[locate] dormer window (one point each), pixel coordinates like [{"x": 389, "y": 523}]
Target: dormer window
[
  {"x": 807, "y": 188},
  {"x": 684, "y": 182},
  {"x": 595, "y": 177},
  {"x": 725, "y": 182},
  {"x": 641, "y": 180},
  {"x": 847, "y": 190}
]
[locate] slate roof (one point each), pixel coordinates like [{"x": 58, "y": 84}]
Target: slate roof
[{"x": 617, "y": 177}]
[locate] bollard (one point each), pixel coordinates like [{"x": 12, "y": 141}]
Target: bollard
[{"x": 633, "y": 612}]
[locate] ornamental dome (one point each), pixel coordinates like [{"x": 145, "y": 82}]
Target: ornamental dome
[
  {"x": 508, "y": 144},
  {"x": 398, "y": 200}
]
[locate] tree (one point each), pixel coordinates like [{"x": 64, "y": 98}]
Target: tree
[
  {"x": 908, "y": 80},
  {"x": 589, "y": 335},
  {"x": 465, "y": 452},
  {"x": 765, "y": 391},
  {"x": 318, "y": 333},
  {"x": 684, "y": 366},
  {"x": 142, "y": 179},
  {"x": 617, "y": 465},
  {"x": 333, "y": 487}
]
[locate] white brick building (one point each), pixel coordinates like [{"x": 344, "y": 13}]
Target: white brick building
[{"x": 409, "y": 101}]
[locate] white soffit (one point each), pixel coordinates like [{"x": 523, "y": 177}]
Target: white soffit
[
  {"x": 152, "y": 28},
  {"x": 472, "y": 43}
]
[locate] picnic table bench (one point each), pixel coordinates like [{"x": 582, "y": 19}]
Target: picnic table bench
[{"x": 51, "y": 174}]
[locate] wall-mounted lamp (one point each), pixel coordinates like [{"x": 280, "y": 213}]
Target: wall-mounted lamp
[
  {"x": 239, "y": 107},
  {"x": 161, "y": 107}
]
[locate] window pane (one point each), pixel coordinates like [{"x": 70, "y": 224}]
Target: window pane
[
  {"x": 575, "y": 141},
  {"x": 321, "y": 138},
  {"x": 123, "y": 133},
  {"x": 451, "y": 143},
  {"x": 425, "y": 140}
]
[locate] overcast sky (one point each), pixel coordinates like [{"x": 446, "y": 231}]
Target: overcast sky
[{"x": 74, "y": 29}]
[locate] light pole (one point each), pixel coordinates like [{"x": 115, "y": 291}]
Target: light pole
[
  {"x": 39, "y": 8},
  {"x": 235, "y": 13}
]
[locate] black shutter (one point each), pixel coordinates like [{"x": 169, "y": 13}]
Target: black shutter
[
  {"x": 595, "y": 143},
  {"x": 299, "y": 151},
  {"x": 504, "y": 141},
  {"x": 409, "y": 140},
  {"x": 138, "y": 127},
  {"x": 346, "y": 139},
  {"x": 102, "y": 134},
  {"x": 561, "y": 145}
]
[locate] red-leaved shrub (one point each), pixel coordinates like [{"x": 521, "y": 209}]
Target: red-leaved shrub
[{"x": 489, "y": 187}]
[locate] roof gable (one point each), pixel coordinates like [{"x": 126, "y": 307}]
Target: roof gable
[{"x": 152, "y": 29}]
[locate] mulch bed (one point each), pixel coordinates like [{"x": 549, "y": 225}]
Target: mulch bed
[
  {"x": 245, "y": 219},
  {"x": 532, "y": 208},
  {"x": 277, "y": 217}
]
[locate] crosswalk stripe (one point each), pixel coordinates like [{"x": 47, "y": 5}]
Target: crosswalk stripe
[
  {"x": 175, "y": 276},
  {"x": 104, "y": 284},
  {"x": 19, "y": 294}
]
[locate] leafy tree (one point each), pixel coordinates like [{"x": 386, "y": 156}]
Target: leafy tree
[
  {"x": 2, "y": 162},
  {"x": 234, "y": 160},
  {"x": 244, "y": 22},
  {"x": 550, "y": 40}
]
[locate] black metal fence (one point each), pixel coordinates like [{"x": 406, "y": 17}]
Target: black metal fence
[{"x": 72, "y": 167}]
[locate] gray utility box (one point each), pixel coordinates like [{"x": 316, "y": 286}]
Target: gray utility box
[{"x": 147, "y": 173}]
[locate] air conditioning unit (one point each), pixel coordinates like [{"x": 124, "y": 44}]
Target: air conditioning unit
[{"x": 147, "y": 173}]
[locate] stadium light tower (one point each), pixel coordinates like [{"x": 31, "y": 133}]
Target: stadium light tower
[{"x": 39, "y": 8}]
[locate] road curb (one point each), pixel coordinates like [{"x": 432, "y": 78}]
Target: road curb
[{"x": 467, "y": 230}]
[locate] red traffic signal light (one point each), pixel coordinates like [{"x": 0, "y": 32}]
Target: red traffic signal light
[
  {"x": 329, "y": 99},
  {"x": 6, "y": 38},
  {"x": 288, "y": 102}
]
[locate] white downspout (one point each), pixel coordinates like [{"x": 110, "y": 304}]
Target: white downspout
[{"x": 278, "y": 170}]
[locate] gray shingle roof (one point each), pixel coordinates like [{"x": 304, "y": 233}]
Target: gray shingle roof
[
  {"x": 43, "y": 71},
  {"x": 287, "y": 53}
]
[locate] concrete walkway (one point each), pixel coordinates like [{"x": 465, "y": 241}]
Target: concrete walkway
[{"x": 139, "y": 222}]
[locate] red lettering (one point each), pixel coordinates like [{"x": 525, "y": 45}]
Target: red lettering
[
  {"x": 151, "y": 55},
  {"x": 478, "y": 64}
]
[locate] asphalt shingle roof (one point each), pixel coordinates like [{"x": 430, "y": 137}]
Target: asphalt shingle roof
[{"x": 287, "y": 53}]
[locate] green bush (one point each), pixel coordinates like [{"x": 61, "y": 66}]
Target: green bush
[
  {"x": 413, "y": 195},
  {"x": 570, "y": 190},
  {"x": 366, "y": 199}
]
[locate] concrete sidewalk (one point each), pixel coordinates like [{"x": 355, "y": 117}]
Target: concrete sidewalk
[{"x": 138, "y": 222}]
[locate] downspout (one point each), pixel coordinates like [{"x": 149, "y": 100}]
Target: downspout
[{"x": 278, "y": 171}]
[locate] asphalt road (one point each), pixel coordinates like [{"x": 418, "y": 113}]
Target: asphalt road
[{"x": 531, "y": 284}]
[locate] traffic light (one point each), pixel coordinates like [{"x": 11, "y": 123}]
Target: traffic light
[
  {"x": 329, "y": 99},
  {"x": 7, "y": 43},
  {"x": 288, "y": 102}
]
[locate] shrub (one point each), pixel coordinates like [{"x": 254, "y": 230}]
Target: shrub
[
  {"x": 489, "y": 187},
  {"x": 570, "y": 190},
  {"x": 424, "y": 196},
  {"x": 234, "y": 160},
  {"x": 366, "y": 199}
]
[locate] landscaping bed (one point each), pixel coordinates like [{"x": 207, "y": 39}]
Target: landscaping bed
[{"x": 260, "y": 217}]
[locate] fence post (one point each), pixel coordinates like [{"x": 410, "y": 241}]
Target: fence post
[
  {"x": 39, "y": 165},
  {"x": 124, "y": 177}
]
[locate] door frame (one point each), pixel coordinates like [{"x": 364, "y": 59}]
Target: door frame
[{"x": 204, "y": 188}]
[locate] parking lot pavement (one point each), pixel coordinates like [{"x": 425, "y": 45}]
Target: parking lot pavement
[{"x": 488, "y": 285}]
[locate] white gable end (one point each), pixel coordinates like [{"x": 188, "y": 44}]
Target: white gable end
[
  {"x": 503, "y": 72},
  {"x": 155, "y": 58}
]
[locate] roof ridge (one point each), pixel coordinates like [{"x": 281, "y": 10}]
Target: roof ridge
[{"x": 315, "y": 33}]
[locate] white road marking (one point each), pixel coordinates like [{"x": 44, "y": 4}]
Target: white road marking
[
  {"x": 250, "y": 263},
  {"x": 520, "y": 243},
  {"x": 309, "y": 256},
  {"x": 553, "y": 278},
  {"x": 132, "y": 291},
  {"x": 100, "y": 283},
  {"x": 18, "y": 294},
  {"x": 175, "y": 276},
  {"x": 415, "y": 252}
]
◆ ◆ ◆ ◆
» WHAT IS BEING ASKED
Print only what lies in the material above starting at the line with "Target: stadium light tower" and ending at the line with "[locate] asphalt shingle", every line exactly as given.

» TASK ANSWER
Target: stadium light tower
[{"x": 39, "y": 8}]
[locate] road curb (one point each), pixel coordinates like [{"x": 432, "y": 78}]
Target: road curb
[{"x": 467, "y": 230}]
[locate] red traffic signal light (one point each), pixel coordinates like [{"x": 0, "y": 32}]
Target: red traffic signal light
[
  {"x": 329, "y": 99},
  {"x": 6, "y": 38},
  {"x": 288, "y": 102}
]
[locate] white downspout (one point each), pixel coordinates like [{"x": 110, "y": 304}]
Target: white downspout
[{"x": 278, "y": 170}]
[locate] gray shingle roof (one point each), pixel coordinates like [{"x": 304, "y": 233}]
Target: gray shingle roof
[
  {"x": 43, "y": 71},
  {"x": 287, "y": 53}
]
[locate] concrete walkway (one point each), pixel coordinates like [{"x": 465, "y": 241}]
Target: concrete walkway
[{"x": 139, "y": 222}]
[locate] red lettering (one point each), pixel coordinates like [{"x": 525, "y": 45}]
Target: red lettering
[
  {"x": 151, "y": 55},
  {"x": 478, "y": 64}
]
[locate] asphalt shingle roof (one point each), pixel coordinates like [{"x": 430, "y": 137}]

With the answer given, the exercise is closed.